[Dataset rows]
--

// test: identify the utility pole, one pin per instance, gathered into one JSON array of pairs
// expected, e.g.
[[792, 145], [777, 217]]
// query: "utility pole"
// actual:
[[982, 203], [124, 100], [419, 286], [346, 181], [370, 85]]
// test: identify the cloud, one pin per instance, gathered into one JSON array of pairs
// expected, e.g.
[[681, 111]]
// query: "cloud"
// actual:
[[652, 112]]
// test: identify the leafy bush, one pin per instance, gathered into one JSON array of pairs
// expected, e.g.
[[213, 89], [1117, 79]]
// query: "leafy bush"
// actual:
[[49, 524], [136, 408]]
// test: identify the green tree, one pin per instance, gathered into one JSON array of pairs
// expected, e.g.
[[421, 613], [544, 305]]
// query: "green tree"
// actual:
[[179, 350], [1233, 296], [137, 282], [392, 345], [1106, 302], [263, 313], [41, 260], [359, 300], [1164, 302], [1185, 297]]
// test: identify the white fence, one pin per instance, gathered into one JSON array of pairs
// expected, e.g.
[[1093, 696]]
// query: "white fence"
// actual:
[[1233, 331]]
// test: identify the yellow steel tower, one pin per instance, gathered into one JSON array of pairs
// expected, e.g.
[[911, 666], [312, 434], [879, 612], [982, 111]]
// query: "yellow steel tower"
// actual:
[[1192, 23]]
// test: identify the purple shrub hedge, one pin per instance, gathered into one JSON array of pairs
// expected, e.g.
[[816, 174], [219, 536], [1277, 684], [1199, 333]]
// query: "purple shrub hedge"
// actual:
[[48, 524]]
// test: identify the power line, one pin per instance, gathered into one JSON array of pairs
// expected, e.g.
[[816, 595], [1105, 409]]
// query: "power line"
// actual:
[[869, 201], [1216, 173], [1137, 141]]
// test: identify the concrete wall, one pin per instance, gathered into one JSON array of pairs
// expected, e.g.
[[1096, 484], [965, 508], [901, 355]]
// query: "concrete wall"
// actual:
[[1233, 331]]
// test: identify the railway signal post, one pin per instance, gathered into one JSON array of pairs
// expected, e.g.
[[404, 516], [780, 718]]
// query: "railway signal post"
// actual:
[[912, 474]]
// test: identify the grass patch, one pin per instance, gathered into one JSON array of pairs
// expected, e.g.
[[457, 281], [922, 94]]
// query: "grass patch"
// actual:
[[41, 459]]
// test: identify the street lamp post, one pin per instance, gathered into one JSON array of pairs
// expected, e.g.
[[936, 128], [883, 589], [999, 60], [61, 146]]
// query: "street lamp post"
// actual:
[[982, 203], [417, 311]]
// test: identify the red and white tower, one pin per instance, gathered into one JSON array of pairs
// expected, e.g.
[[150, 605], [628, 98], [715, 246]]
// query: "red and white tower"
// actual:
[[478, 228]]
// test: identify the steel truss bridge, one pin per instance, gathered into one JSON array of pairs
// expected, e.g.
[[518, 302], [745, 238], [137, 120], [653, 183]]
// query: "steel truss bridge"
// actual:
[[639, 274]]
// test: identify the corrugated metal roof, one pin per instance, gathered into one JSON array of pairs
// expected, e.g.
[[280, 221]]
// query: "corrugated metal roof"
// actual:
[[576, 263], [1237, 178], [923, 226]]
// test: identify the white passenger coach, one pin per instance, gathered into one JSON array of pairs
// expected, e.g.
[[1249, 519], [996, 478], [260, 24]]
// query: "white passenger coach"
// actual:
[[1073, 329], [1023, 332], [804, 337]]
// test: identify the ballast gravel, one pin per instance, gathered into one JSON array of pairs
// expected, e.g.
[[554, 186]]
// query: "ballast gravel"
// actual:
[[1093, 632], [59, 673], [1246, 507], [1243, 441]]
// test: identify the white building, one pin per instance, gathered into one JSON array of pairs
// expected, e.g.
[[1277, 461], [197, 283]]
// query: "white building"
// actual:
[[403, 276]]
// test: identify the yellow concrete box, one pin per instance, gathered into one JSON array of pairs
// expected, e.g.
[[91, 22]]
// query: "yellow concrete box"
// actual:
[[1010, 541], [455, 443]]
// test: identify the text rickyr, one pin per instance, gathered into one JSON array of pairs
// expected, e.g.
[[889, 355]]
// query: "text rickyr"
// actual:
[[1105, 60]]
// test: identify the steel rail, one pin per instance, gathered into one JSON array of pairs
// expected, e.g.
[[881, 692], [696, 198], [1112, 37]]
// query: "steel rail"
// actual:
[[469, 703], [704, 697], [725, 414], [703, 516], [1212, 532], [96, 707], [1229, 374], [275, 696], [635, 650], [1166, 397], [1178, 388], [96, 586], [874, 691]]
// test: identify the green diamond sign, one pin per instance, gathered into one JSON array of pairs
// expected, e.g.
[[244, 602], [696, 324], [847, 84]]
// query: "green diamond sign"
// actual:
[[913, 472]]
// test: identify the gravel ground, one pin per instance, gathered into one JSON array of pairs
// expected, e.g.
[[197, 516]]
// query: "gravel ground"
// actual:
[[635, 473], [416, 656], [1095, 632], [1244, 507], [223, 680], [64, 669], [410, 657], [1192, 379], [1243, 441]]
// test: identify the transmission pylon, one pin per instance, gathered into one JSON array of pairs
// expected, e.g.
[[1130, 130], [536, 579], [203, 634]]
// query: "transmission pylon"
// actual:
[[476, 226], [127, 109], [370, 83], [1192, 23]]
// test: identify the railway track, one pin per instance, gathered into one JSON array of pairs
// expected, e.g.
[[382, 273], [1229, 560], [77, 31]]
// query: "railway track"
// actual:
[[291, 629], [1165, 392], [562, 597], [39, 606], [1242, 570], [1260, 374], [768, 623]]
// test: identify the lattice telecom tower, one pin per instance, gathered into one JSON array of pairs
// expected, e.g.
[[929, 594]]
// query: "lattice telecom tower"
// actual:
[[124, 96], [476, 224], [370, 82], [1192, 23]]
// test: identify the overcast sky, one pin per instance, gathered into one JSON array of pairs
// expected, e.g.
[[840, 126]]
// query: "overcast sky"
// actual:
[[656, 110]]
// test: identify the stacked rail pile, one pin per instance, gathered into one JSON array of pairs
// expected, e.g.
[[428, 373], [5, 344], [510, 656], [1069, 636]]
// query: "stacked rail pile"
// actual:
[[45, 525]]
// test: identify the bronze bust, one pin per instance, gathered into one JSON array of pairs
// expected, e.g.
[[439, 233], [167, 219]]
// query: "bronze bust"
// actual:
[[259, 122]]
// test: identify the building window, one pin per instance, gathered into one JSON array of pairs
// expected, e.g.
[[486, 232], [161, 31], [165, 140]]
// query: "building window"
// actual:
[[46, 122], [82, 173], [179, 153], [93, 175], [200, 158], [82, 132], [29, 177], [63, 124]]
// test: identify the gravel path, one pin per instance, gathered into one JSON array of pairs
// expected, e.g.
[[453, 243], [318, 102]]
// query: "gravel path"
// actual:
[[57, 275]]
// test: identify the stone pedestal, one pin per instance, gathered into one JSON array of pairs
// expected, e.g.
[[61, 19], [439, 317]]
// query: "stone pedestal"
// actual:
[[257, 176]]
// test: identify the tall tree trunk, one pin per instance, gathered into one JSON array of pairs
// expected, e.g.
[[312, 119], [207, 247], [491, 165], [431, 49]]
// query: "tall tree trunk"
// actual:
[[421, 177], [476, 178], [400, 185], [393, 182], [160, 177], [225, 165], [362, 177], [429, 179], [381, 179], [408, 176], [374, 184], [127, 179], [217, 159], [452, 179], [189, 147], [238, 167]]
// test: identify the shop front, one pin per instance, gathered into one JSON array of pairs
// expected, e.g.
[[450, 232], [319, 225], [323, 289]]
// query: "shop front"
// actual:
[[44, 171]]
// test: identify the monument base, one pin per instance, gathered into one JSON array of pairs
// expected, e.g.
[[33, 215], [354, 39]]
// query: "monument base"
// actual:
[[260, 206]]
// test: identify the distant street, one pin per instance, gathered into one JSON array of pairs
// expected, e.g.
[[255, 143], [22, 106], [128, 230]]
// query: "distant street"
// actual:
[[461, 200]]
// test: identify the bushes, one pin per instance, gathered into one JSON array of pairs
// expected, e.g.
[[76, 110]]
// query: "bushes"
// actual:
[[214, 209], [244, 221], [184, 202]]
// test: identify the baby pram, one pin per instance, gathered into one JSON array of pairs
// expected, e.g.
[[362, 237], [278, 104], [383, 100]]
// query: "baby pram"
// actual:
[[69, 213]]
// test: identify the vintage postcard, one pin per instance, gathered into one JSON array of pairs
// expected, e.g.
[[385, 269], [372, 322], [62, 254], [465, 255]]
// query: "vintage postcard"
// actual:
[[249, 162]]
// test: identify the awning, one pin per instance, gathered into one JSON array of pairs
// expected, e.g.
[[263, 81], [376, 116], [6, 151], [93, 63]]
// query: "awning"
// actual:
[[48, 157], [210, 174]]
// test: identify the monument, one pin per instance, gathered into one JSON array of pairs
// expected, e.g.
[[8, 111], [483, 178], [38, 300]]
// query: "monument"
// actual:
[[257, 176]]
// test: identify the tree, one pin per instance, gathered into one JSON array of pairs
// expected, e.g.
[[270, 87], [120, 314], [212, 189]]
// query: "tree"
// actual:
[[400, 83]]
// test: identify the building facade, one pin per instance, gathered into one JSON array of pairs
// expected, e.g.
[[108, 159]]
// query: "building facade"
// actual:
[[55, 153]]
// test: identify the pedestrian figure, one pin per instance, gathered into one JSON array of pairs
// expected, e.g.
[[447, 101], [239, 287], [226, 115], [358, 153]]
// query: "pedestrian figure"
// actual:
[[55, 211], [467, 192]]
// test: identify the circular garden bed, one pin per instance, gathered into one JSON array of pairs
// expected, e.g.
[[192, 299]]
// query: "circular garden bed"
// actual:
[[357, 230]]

--

Copy the lines of the material word for word, starting at the line that contains "identify the leafy" and stopping after the line that contains "[[49, 524], [136, 408]]".

(THE REPLY):
// test: identify the leafy bush, one pin per instance, gathered into one JSON array of pairs
// expected, e.g.
[[213, 89], [1117, 79]]
// query: "leafy bush"
// actual:
[[49, 524], [136, 408]]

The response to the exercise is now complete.